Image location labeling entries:

★ ★ ★

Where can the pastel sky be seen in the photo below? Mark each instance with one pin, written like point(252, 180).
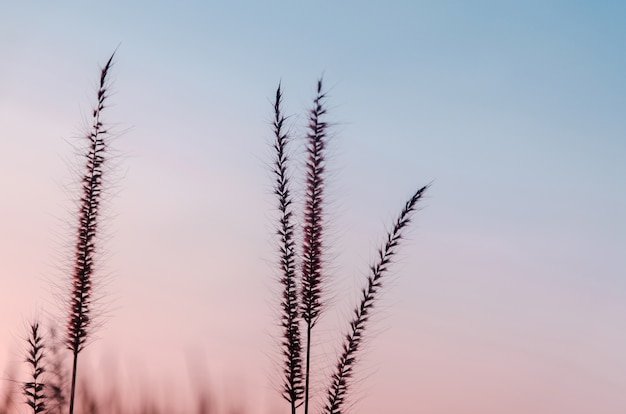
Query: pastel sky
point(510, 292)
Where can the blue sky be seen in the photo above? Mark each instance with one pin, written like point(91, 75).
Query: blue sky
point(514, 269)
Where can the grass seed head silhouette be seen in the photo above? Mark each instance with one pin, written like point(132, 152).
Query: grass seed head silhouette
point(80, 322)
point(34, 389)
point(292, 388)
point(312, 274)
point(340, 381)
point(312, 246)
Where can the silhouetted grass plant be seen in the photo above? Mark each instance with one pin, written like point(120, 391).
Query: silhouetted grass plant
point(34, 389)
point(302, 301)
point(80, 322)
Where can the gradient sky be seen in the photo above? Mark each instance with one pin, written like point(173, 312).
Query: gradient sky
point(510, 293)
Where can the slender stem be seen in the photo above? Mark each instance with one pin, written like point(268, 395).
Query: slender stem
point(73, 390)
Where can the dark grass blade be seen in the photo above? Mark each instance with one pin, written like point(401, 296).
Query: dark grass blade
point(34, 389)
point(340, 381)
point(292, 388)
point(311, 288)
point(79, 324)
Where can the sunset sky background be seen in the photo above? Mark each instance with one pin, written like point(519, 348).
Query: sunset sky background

★ ★ ★

What you have to do: Render every line of the material above as a Markdown table with the columns "Row" and "Line," one numbered row per line, skipping blank lines. Omit the pictures.

Reply:
| Row | Line |
|---|---|
| 1 | Where can the pastel sky be seen in the photo below? Mark each instance with one pin, written like point(252, 180). |
| 2 | Query: pastel sky |
| 3 | point(510, 292) |
| 4 | Where can the blue sky be seen in the photo above? Mark each instance with one pin, written like point(91, 75). |
| 5 | Query: blue sky |
| 6 | point(514, 269) |
| 7 | Where can the grass seed head silhouette be seen in the photo above? Mark each instance with one pin, written like point(132, 152). |
| 8 | Query: grass seed head silhouette |
| 9 | point(80, 322) |
| 10 | point(34, 389) |
| 11 | point(292, 388) |
| 12 | point(312, 274) |
| 13 | point(340, 381) |
| 14 | point(312, 246) |
| 15 | Where can the silhouetted grass plant be seen in the photo above? Mark each instance with one pin, written like point(120, 391). |
| 16 | Query: silhouetted grass plant |
| 17 | point(34, 389) |
| 18 | point(302, 301) |
| 19 | point(80, 322) |
| 20 | Where can the gradient sky be seen in the photo above? Mark each instance with one pin, written like point(173, 312). |
| 21 | Query: gradient sky |
| 22 | point(510, 293) |
| 23 | Where can the slender stem be seen in the photo above? Mark each instance with one pin, written like point(268, 395). |
| 24 | Query: slender stem |
| 25 | point(73, 390) |
| 26 | Where can the dark grass blade be seen in the photo above? Mark each instance with one pin, written like point(401, 296). |
| 27 | Query: dark grass blade |
| 28 | point(34, 389) |
| 29 | point(340, 381) |
| 30 | point(292, 388) |
| 31 | point(311, 288) |
| 32 | point(79, 324) |
| 33 | Where can the sunset sky background be seen in the photo above? Mark each instance with one pin, written like point(519, 348). |
| 34 | Query: sunset sky background |